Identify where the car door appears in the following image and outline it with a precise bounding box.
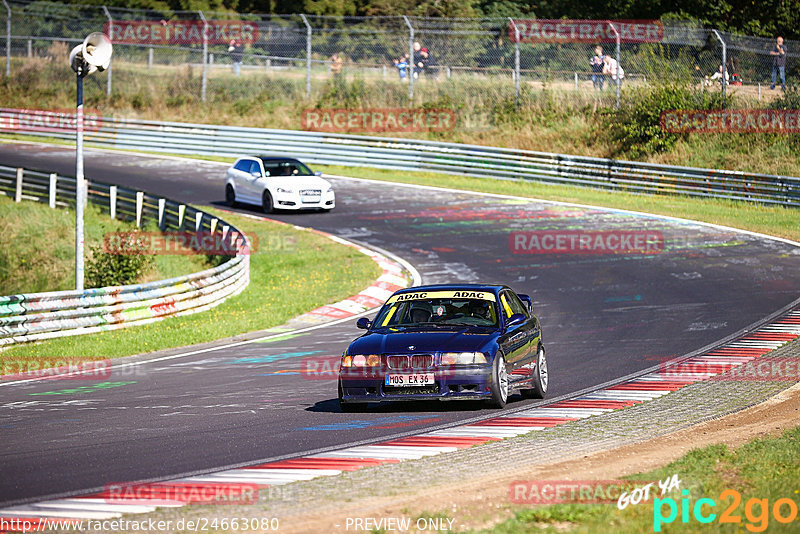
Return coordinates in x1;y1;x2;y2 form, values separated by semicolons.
245;159;266;204
228;158;250;202
508;291;542;363
498;291;528;372
500;290;535;374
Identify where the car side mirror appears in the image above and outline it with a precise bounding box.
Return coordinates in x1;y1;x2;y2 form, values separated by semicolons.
517;293;533;313
508;313;527;326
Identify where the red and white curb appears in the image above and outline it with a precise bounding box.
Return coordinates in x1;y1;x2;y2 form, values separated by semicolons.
0;310;800;530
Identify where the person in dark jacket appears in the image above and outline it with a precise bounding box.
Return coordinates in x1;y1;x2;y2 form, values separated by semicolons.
769;37;786;91
228;39;244;76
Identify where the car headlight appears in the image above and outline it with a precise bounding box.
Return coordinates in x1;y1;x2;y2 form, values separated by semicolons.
442;352;486;365
342;354;381;367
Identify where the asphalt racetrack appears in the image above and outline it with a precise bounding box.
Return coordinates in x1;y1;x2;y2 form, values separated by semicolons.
0;144;800;505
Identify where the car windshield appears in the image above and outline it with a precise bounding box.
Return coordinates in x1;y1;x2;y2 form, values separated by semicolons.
261;159;314;176
373;291;497;328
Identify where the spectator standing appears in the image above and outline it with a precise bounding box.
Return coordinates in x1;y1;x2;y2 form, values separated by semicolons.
228;39;244;76
419;48;437;76
706;65;730;85
330;53;344;78
411;41;425;80
394;54;408;82
769;37;786;91
589;45;606;91
603;54;625;82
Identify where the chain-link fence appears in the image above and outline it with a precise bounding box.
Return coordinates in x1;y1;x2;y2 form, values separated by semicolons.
0;0;800;109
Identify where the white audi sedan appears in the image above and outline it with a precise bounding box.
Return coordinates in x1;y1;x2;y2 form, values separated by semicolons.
225;156;336;213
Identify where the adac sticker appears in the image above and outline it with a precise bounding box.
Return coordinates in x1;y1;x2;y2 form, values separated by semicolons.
386;291;495;304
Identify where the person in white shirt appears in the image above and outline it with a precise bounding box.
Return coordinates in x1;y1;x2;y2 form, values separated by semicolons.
706;65;730;85
603;54;625;81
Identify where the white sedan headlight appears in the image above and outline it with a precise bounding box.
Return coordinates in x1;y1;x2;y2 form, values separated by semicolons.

#### Aim:
Can you render the listing above as a JSON array of strings, one string per line, starting at the line that contains "Identify where the chain-link" and ending at the final line of the listing, with blank lines omitted?

#### Response to the exercise:
[
  "Identify where the chain-link fence appears in the image above and outline it with a precise bounding box.",
  "Return coordinates in x1;y1;x2;y2 form, values separated by semicolons.",
  "0;0;800;109",
  "Identify where the white audi sedan appears in the image above and outline it with a precise bounding box.",
  "Return coordinates in x1;y1;x2;y2 form, values separated by semicolons.",
  "225;156;336;213",
  "Identify where the adac sticker appears in the image above and outline it with a precise bounding box.",
  "Return coordinates in x1;y1;x2;y2 form, values separated by semicolons.",
  "386;291;495;304",
  "Identify where the person in white shirt appears in the image above and outline it with a precise bounding box.",
  "Return coordinates in x1;y1;x2;y2 form, values separated by semicolons.",
  "706;65;730;85",
  "603;54;625;81",
  "Identify where the white sedan headlight appears in the image above and outline it with a precise bounding box.",
  "Return coordinates in x1;y1;x2;y2 form, values separated by semicolons."
]